[NVFP4][ModelOpt] FP4 Activation Quantization Support

vllm/model_executor/layers/quantization/modelopt.py

@@ -6,8 +6,7 @@
 from torch.nn import Module
 from torch.nn.parameter import Parameter
 
-from vllm._custom_ops import (cutlass_scaled_fp4_mm,
-                              cutlass_scaled_mm_supports_fp4, scaled_fp4_quant)
+from vllm._custom_ops import cutlass_scaled_mm_supports_fp4
 from vllm.logger import init_logger
 from vllm.model_executor.layers.fused_moe.layer import (
     FusedMoE, FusedMoEMethodBase, FusedMoeWeightScaleSupported)
@@ -18,8 +17,9 @@
     QuantizationConfig, QuantizeMethodBase)
 from vllm.model_executor.layers.quantization.kv_cache import BaseKVCacheMethod
 from vllm.model_executor.layers.quantization.utils.marlin_utils_fp4 import (
-    apply_fp4_marlin_linear, is_fp4_marlin_supported,
-    prepare_fp4_layer_for_marlin, prepare_moe_fp4_layer_for_marlin)
+    is_fp4_marlin_supported, prepare_moe_fp4_layer_for_marlin)
+from vllm.model_executor.layers.quantization.utils.nvfp4_emulation_utils import (  # noqa: E501
+    dequantize_to_dtype, ref_nvfp4_quant)

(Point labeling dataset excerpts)
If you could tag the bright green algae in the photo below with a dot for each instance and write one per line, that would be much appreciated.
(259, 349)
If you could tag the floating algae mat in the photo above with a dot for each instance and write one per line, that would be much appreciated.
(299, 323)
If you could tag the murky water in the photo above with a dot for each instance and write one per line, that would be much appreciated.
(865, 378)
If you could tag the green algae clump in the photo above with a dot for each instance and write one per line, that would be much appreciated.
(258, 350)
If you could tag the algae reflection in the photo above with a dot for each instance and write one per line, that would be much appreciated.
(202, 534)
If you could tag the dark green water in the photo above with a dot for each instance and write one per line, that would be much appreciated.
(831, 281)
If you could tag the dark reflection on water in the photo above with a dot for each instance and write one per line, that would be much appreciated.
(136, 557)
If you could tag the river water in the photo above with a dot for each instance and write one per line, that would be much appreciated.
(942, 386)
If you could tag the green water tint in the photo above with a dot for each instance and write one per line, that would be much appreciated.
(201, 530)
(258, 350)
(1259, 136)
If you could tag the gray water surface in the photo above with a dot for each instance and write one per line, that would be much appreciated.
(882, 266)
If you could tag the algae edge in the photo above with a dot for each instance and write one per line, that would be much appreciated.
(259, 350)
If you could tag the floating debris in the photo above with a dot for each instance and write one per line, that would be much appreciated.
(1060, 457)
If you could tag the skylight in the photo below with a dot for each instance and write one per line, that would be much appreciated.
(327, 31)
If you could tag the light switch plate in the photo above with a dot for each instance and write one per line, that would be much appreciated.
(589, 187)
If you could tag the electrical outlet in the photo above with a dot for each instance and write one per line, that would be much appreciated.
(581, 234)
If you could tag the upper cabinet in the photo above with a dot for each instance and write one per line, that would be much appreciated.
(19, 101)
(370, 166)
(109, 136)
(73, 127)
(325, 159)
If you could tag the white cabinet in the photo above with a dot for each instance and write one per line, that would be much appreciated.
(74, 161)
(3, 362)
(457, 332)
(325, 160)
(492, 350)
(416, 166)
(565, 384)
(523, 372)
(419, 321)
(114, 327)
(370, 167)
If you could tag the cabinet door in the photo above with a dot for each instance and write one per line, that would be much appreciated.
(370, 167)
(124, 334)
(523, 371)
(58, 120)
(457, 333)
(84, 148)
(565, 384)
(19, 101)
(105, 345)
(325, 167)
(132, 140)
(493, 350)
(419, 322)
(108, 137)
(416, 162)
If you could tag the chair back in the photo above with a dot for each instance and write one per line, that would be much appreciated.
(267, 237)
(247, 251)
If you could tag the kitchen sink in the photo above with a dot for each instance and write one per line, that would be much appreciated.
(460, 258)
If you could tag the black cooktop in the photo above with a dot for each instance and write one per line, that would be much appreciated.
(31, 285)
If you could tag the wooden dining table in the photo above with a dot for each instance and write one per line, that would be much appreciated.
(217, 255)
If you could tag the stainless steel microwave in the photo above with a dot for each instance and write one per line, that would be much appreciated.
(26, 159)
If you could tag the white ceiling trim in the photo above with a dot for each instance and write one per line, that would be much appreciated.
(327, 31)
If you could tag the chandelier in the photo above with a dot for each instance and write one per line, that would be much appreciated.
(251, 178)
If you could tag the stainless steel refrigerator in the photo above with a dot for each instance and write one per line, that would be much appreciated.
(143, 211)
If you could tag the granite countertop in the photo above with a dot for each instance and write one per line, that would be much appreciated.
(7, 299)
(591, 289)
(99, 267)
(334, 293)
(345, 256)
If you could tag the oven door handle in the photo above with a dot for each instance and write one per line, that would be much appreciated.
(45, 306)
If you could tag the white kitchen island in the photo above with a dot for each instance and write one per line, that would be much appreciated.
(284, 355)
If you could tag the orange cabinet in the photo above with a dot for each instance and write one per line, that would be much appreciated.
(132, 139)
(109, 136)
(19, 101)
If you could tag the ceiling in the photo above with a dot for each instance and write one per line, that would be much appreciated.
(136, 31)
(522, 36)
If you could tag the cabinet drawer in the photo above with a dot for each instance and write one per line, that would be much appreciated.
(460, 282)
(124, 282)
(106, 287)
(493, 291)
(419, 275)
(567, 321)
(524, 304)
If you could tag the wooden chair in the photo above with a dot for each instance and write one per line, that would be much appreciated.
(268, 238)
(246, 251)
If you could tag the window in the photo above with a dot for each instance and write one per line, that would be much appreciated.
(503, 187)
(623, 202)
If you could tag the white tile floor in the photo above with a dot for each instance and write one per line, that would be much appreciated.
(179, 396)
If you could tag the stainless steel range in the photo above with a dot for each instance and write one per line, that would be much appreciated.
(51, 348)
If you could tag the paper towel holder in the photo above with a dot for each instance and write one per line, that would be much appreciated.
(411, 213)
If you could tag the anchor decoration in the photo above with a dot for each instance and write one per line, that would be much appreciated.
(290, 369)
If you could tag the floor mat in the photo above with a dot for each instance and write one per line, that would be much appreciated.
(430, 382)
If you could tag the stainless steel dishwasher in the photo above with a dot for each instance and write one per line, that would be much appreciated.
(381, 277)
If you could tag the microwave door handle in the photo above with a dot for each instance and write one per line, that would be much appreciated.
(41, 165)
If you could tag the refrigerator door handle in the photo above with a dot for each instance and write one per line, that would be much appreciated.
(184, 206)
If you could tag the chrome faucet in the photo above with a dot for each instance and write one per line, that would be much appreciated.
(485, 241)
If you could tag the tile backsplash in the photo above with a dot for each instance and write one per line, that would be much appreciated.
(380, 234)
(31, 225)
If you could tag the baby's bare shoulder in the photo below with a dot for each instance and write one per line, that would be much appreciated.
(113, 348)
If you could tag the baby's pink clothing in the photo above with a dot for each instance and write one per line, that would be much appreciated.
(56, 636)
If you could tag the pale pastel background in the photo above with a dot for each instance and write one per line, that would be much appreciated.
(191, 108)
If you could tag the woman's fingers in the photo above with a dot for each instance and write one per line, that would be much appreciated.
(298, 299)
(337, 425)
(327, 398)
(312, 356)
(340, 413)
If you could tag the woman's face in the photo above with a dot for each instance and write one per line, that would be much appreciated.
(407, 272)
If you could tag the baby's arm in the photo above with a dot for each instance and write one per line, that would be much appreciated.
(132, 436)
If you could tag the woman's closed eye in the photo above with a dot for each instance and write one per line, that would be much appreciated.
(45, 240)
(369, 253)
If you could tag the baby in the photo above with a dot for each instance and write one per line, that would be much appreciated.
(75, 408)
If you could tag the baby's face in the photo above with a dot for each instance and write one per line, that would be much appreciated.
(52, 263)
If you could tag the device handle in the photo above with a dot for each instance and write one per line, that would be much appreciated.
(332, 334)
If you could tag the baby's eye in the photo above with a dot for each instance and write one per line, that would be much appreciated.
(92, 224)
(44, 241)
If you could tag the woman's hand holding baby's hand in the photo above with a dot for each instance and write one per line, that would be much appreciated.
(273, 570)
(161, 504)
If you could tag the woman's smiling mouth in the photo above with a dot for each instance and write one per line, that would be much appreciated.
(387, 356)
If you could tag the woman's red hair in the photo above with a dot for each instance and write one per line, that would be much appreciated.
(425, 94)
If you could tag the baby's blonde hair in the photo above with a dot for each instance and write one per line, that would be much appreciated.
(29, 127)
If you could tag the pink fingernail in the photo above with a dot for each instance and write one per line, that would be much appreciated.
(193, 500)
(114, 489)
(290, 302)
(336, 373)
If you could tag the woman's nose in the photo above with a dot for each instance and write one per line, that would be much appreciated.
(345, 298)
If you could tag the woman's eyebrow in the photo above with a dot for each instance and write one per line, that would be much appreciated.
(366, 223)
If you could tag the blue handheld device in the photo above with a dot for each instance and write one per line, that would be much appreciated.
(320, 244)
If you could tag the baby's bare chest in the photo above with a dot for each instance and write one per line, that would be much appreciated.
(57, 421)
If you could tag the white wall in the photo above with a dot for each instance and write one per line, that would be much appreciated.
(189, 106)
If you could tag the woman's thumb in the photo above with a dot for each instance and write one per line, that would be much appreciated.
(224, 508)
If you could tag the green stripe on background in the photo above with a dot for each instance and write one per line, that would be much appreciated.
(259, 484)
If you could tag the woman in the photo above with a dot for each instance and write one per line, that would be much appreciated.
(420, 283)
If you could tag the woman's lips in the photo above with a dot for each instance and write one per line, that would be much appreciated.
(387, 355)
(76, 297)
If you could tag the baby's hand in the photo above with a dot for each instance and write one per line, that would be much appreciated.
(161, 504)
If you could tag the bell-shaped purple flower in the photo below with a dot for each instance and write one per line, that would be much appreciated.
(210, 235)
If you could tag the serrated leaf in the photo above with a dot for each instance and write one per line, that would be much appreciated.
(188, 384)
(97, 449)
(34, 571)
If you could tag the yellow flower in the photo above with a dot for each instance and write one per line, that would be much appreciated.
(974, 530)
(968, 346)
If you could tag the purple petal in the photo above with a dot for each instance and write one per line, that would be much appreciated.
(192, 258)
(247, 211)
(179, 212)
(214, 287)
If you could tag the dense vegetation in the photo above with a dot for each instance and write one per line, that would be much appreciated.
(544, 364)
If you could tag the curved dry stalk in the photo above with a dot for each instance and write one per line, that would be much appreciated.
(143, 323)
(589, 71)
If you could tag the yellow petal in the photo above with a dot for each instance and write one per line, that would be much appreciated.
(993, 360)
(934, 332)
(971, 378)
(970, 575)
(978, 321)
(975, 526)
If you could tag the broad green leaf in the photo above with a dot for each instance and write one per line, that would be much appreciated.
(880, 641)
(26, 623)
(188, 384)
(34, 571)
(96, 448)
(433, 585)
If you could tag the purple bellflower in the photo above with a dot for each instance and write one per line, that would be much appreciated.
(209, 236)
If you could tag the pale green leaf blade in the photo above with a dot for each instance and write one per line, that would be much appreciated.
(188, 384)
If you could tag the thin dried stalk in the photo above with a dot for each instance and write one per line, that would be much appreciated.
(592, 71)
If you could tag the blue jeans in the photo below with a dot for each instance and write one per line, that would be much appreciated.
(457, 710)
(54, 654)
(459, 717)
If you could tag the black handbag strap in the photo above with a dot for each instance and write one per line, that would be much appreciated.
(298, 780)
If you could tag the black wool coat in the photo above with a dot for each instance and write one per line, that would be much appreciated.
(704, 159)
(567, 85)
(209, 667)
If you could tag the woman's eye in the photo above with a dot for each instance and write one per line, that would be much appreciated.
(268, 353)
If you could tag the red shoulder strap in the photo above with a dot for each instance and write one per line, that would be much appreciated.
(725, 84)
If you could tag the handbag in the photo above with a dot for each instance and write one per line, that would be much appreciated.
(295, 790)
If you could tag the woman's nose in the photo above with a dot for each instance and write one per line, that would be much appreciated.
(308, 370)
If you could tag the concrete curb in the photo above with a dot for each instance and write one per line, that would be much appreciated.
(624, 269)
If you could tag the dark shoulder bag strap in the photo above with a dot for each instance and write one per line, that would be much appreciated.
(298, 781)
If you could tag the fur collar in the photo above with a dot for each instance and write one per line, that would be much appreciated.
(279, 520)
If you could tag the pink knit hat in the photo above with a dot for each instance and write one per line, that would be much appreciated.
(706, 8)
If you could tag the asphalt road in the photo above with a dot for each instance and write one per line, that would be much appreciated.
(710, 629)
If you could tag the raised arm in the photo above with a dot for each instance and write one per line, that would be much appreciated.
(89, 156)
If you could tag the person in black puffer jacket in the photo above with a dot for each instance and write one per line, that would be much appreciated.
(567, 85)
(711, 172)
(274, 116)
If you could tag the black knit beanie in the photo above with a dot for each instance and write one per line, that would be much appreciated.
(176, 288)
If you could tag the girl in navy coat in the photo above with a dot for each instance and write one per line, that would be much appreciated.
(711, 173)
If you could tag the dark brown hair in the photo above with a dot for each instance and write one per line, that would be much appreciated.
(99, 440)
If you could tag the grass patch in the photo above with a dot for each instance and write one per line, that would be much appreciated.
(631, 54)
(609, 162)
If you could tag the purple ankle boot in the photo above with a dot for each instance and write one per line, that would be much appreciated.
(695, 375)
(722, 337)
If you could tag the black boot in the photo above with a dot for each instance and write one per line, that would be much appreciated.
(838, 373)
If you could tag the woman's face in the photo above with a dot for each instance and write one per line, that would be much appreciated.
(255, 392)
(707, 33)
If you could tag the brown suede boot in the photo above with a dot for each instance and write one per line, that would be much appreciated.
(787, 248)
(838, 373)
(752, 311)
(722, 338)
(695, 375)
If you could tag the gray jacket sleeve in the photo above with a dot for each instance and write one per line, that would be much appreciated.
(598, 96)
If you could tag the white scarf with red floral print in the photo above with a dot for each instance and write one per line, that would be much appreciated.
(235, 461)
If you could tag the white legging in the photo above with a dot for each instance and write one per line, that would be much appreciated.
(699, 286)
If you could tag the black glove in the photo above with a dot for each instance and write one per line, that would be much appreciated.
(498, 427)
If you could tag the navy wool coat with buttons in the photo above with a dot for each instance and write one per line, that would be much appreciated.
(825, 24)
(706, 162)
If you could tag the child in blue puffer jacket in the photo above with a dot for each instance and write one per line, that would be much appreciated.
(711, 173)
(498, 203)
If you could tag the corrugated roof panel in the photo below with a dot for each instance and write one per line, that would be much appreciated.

[Exercise A] In the code diff, substitute "get_logger" for "init_logger" and give back the part that opens with the words containing "-from vllm._custom_ops import" and closes with "QuantizationConfig, QuantizeMethodBase)".
[Exercise B] Quote the entries word for word, from their first line through the line containing "(1060, 457)", with both of those lines included.

[Problem solution A]
-from vllm._custom_ops import (cutlass_scaled_fp4_mm,
-                              cutlass_scaled_mm_supports_fp4, scaled_fp4_quant)
+from vllm._custom_ops import cutlass_scaled_mm_supports_fp4
 from vllm.logger import get_logger
 from vllm.model_executor.layers.fused_moe.layer import (
     FusedMoE, FusedMoEMethodBase, FusedMoeWeightScaleSupported)
@@ -18,8 +17,9 @@
     QuantizationConfig, QuantizeMethodBase)

[Problem solution B]
If you could tag the bright green algae in the photo below with a dot for each instance and write one per line, that would be much appreciated.
(259, 349)
If you could tag the floating algae mat in the photo above with a dot for each instance and write one per line, that would be much appreciated.
(299, 323)
If you could tag the murky water in the photo above with a dot for each instance and write one per line, that would be much appreciated.
(865, 378)
If you could tag the green algae clump in the photo above with a dot for each instance and write one per line, that would be much appreciated.
(258, 350)
If you could tag the algae reflection in the photo above with a dot for each instance and write one per line, that would be much appreciated.
(202, 534)
If you could tag the dark green water in the photo above with a dot for each instance and write one per line, that would be much appreciated.
(831, 281)
If you could tag the dark reflection on water in the photo above with a dot for each instance and write one per line, that would be much appreciated.
(136, 557)
If you could tag the river water in the photo above with a dot for each instance and write one per line, that would be much appreciated.
(942, 386)
If you could tag the green water tint in the photo above with a dot for each instance and write one per line, that would be much appreciated.
(201, 530)
(258, 350)
(1259, 136)
If you could tag the gray water surface in the photo above with a dot for each instance and write one per line, that would be much appreciated.
(882, 266)
If you could tag the algae edge in the photo above with a dot for each instance and write one per line, that would be much appreciated.
(259, 350)
If you could tag the floating debris in the photo above with a dot for each instance and write one per line, that would be much appreciated.
(1060, 457)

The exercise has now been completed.